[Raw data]
· · · · ·
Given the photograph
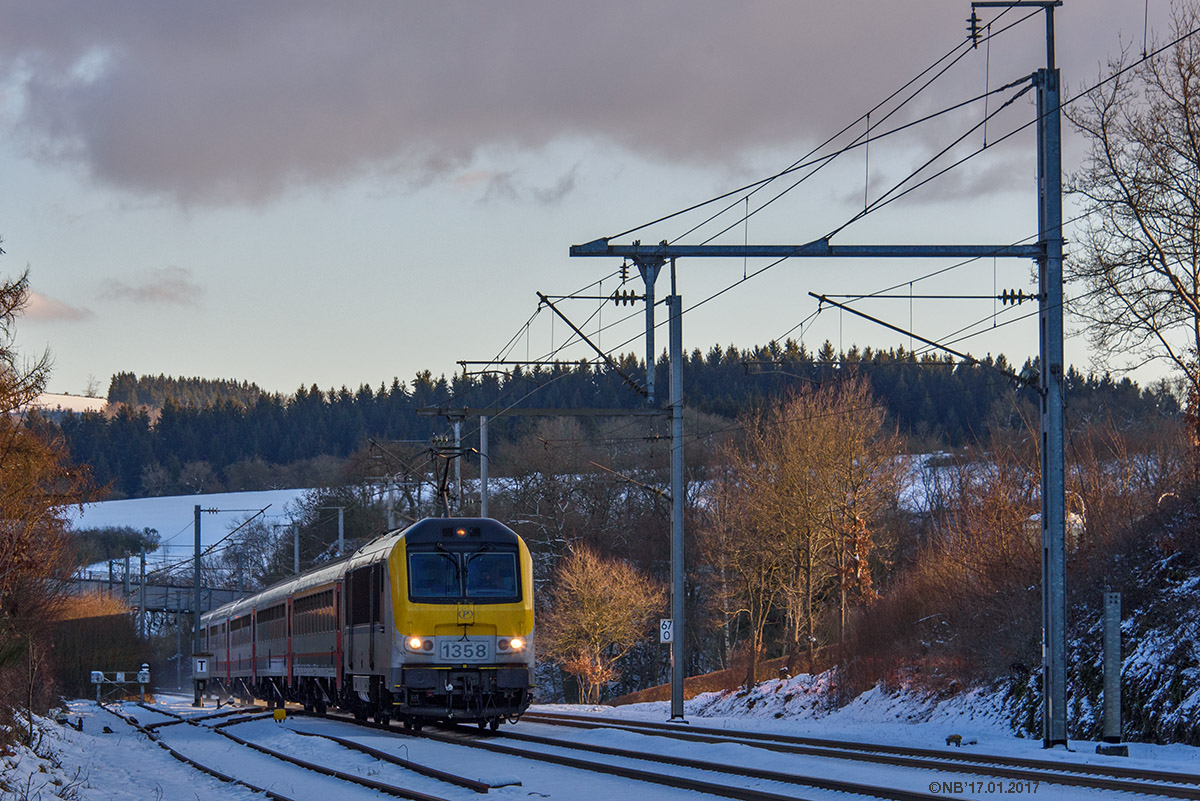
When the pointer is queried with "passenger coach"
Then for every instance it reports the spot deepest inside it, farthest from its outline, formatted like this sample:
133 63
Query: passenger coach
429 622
· · · · ·
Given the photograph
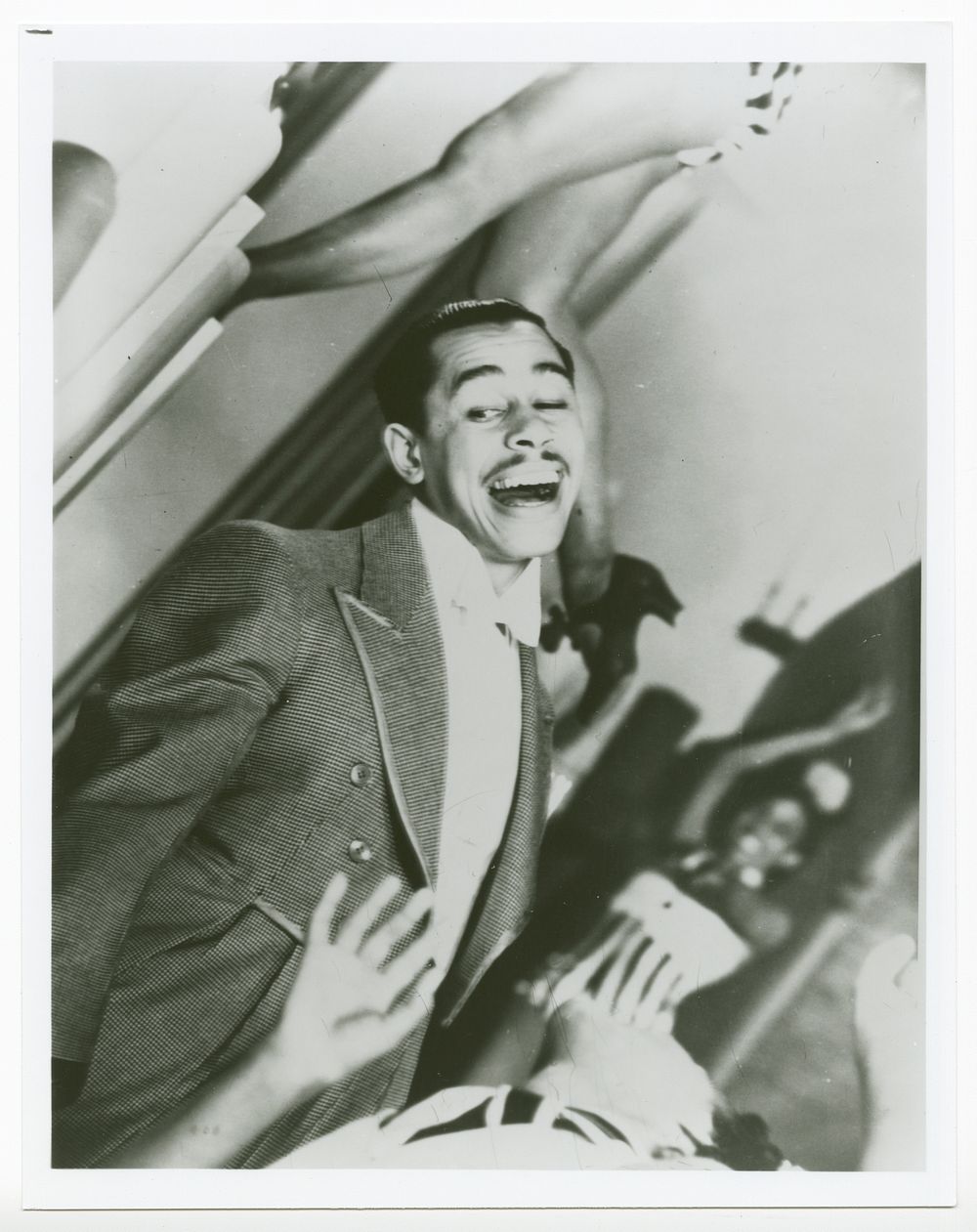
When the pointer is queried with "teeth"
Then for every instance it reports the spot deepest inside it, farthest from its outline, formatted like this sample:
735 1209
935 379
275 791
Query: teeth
· · · · ·
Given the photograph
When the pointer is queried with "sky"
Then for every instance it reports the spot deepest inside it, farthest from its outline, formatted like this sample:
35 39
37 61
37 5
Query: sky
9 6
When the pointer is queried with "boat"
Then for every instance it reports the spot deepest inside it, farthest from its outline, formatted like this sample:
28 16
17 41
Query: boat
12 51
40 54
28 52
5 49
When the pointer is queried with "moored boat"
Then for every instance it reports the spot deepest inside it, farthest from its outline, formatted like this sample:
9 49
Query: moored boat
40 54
· · · · ·
### [SET TASK]
Identify every line of the data above that contains the string "passenger", and copy each such line.

### [IN RESPONSE]
When the pointer is queried with "passenger coach"
Query: passenger coach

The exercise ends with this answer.